───── DATASET RECORDS

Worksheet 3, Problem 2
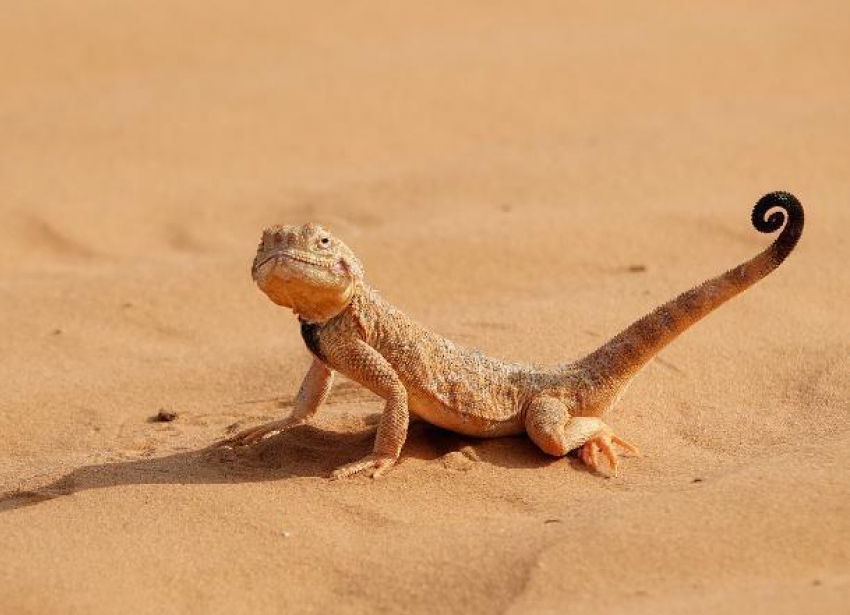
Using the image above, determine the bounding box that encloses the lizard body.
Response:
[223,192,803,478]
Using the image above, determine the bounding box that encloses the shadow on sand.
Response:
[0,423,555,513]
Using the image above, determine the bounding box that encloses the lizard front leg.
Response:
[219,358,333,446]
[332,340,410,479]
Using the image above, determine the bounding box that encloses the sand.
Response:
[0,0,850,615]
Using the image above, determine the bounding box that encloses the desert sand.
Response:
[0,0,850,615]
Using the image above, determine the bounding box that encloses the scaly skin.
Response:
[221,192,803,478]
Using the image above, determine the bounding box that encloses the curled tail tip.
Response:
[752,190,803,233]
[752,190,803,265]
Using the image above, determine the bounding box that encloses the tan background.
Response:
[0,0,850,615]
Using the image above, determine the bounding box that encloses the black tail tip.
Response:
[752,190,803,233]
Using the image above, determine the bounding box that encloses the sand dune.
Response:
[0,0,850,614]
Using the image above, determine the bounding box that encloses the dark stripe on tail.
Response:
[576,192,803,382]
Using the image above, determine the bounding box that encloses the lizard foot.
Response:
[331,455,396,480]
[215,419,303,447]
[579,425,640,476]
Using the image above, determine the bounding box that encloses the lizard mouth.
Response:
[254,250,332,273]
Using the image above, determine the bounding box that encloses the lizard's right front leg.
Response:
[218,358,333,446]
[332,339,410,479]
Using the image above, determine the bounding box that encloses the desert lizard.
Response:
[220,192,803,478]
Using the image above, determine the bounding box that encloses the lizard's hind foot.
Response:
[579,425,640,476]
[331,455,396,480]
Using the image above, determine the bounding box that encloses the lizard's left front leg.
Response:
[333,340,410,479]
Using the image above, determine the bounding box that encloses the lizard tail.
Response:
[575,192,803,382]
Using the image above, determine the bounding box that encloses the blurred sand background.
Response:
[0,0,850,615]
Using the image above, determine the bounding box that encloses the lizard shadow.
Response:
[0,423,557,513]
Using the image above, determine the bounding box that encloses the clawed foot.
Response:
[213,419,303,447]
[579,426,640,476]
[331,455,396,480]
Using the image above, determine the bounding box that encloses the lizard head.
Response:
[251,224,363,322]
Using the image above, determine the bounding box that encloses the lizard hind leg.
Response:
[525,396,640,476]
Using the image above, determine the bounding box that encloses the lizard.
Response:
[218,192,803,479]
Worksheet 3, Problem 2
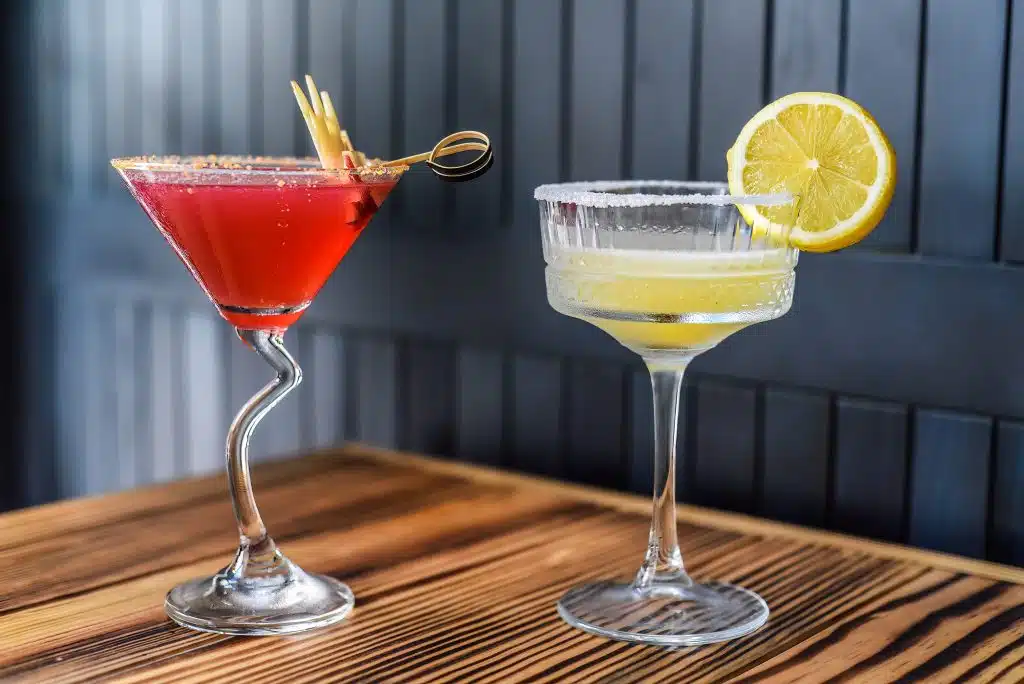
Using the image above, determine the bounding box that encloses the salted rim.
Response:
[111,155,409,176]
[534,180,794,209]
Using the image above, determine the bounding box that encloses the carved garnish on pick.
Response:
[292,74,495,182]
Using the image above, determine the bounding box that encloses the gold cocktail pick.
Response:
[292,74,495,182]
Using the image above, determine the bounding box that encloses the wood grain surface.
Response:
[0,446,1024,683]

──────────
───── DATASET RECORDS

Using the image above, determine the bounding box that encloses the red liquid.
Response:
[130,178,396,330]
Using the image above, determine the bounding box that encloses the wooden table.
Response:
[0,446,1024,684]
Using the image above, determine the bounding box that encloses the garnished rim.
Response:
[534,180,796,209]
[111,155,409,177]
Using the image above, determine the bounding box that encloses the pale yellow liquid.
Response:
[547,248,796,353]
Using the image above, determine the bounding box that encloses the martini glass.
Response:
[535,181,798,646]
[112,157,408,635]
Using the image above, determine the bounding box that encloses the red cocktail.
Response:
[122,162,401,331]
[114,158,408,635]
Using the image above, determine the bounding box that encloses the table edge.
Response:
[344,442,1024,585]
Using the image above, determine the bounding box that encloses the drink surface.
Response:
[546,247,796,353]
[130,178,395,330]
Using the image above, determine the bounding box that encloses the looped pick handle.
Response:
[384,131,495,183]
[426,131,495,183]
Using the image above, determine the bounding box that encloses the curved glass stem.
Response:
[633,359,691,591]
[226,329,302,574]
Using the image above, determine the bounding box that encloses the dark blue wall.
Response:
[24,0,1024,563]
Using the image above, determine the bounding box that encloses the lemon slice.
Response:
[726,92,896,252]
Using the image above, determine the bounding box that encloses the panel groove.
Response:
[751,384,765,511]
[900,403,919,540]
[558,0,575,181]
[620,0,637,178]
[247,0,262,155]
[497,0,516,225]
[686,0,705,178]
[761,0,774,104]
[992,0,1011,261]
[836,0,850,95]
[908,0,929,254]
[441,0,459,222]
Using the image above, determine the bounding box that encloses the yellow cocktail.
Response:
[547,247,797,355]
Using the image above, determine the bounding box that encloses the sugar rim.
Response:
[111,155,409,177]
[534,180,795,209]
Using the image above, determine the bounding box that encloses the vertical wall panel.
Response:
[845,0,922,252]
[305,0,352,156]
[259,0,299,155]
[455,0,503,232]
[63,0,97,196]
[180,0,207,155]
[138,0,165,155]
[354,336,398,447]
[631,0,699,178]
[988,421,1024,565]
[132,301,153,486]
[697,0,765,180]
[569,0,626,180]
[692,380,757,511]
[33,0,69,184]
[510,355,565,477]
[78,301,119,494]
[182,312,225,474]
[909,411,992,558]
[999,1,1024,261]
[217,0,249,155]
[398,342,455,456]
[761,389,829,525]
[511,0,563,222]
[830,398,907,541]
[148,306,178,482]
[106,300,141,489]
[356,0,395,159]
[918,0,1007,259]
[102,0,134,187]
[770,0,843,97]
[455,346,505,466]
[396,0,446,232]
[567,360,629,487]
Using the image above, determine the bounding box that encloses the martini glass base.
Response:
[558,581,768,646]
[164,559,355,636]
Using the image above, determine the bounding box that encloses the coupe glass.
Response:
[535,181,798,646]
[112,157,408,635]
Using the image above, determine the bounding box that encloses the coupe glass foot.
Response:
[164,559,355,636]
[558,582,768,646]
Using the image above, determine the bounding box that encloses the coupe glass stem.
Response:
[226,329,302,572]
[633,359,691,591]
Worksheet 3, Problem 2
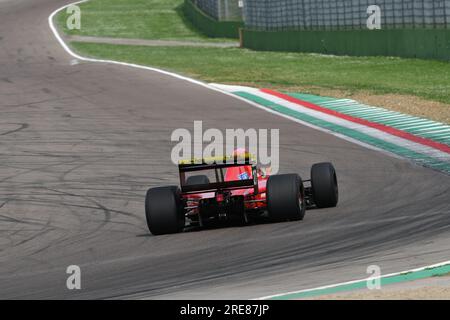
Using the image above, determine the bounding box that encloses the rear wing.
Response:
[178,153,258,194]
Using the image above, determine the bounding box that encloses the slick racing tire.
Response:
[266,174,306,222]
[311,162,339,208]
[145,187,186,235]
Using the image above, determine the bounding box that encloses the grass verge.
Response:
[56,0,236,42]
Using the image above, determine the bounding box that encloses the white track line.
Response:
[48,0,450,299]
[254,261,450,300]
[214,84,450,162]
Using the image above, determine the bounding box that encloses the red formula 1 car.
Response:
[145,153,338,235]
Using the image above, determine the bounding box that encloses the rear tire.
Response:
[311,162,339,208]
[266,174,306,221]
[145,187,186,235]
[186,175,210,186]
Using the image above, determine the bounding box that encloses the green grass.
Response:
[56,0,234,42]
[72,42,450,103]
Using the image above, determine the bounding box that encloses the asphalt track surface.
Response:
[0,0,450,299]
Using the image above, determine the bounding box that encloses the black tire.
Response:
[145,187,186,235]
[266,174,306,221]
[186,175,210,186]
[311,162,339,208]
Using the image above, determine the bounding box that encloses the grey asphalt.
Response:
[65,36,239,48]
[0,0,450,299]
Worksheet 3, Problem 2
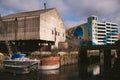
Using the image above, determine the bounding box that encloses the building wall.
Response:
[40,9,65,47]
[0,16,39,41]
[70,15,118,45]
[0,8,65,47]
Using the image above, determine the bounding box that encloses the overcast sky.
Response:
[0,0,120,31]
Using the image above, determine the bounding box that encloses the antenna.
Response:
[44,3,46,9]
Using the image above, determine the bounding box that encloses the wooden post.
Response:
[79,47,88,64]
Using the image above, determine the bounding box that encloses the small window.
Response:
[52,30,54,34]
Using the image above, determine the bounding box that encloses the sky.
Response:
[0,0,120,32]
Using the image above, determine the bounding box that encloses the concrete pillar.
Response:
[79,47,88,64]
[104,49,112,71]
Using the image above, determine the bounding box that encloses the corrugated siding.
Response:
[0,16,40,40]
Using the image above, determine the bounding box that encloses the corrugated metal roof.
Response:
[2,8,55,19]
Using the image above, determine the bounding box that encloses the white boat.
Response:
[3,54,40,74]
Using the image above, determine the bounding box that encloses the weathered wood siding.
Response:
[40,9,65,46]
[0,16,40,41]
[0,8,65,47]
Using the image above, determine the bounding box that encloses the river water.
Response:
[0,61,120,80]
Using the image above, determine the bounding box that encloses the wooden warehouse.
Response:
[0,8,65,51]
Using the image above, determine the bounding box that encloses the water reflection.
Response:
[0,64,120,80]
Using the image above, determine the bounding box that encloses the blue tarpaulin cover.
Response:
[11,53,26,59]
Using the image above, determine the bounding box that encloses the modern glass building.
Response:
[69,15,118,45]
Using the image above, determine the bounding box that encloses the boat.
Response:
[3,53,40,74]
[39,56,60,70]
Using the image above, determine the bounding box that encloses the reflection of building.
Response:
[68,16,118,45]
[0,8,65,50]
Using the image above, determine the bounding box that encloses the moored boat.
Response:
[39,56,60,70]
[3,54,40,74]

──────────

-- EXERCISE --
Show each line of the rows above that contains the string "white", matching case exactly.

-- SOLUTION --
Using the image above, determine the bounding box that encloses the white track line.
Using the image above, determine the bounding box that encloses the white boat.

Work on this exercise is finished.